Retype each record exactly, please. Skip none.
[[ DATA RECORDS open ]]
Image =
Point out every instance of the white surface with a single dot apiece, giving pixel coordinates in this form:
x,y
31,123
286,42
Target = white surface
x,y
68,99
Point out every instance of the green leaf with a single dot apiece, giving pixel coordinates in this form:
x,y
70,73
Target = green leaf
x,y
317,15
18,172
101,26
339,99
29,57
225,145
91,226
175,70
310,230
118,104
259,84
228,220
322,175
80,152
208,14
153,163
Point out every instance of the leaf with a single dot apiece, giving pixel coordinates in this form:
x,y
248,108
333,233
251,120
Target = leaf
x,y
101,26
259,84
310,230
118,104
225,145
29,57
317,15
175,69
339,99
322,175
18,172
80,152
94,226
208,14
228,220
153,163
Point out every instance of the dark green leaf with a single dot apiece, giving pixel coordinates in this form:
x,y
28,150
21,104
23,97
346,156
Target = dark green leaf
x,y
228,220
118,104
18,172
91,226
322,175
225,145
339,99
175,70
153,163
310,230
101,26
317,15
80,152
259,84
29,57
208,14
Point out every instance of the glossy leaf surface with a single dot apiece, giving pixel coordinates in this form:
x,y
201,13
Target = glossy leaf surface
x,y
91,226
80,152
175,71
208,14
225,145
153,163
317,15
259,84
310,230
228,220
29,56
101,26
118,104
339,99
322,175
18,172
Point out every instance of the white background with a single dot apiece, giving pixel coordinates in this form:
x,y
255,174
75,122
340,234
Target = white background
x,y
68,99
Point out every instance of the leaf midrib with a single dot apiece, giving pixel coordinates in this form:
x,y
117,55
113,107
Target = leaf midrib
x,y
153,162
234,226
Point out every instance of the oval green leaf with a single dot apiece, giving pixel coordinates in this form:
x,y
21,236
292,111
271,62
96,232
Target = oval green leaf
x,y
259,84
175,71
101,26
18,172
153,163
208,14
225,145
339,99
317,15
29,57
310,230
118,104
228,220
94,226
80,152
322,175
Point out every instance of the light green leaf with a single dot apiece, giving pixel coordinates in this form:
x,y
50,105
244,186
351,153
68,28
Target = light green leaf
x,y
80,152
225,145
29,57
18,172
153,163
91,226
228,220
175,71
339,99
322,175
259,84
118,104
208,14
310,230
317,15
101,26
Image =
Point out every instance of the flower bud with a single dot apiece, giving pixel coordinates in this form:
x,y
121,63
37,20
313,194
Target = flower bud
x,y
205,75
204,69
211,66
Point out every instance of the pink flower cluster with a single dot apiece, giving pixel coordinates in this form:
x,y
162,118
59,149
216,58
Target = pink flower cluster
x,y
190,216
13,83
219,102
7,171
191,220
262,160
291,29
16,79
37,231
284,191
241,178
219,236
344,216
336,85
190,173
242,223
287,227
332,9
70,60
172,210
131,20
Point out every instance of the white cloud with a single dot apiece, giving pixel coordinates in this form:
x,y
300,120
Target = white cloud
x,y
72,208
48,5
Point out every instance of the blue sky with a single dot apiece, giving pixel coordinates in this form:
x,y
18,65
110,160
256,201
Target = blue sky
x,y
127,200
[[ DATA RECORDS closed ]]
OUTPUT:
Image =
Point out every instance of the white surface with a single dot apiece, giving pixel coordinates in this form:
x,y
31,123
286,42
Target = white surface
x,y
68,99
Point out every instance of the green leaf with a single dot apiece, giving pixel coordinates in this form:
x,y
70,73
Target = green leaf
x,y
317,15
18,172
101,26
339,99
29,57
225,145
91,226
175,70
310,230
118,104
259,84
228,220
322,175
80,152
208,14
153,163
Point out every instance of the leaf with a single dot apiece, giving pixel coordinates in this form:
x,y
248,108
333,233
251,120
Target = leaf
x,y
101,26
259,84
310,230
118,104
225,145
29,57
317,15
175,69
339,99
322,175
18,172
80,152
94,226
208,14
228,220
153,163
Point out every instance of the dark green leaf with a single dot apiece, giving pixel coordinates in this form:
x,y
28,150
21,104
23,97
346,156
Target = dark green leaf
x,y
228,220
118,104
18,172
91,226
322,175
225,145
339,99
175,70
153,163
310,230
101,26
317,15
80,152
259,84
29,57
208,14
Point out every instance of the glossy leaf surface with a single dot apiece, giving pixel coordinates in this form:
x,y
201,13
Target = glossy leaf surface
x,y
91,226
80,152
175,71
208,14
225,145
153,163
317,15
259,84
310,230
228,220
29,56
101,26
118,104
339,99
322,175
18,172
Point out every instance of the white background with a single dot apiece, giving pixel coordinates in this form:
x,y
255,174
75,122
340,234
Target = white background
x,y
68,99
Point out every instance of the leaf midrib with a single dot apiece, giving pixel coordinates in this form:
x,y
117,55
113,107
Target = leaf midrib
x,y
153,162
234,226
Point out every instance of the oval green leaf with a single dot apiece, giving pixel coordinates in this form:
x,y
21,236
292,111
271,62
96,232
Target = oval green leaf
x,y
259,84
175,71
101,26
18,172
153,163
208,14
225,145
339,99
317,15
29,57
310,230
118,104
228,220
94,226
80,152
322,175
Point out every instance of the light green leaf with a single dot apiece, giving pixel coordinates in this form:
x,y
50,105
244,186
351,153
68,28
Target = light green leaf
x,y
80,152
225,145
29,57
18,172
153,163
91,226
228,220
175,71
339,99
322,175
259,84
118,104
208,14
310,230
317,15
101,26
Image =
Point out every instance of the flower bud with a single dot apiece, giving pixel coordinates in this form:
x,y
121,63
37,20
313,194
Target = flower bud
x,y
205,75
204,69
211,66
Point out every instance of the pink flower cluster with a single dot apiece, giving pixel coordinates in this form:
x,y
162,118
59,149
216,58
Target = pink flower cluster
x,y
190,216
13,83
219,102
7,171
191,220
262,160
291,29
16,79
37,231
284,191
241,178
219,236
344,216
336,85
190,173
242,223
287,227
332,9
70,60
172,210
131,20
Point out every instance of the white cloud with a single dot apiece, giving pixel coordinates in this form:
x,y
300,120
Target = white cloud
x,y
72,208
48,5
Point out every instance of the blue sky with a single dot apiece, giving pixel coordinates in this form:
x,y
18,65
110,160
256,201
Target = blue sky
x,y
127,200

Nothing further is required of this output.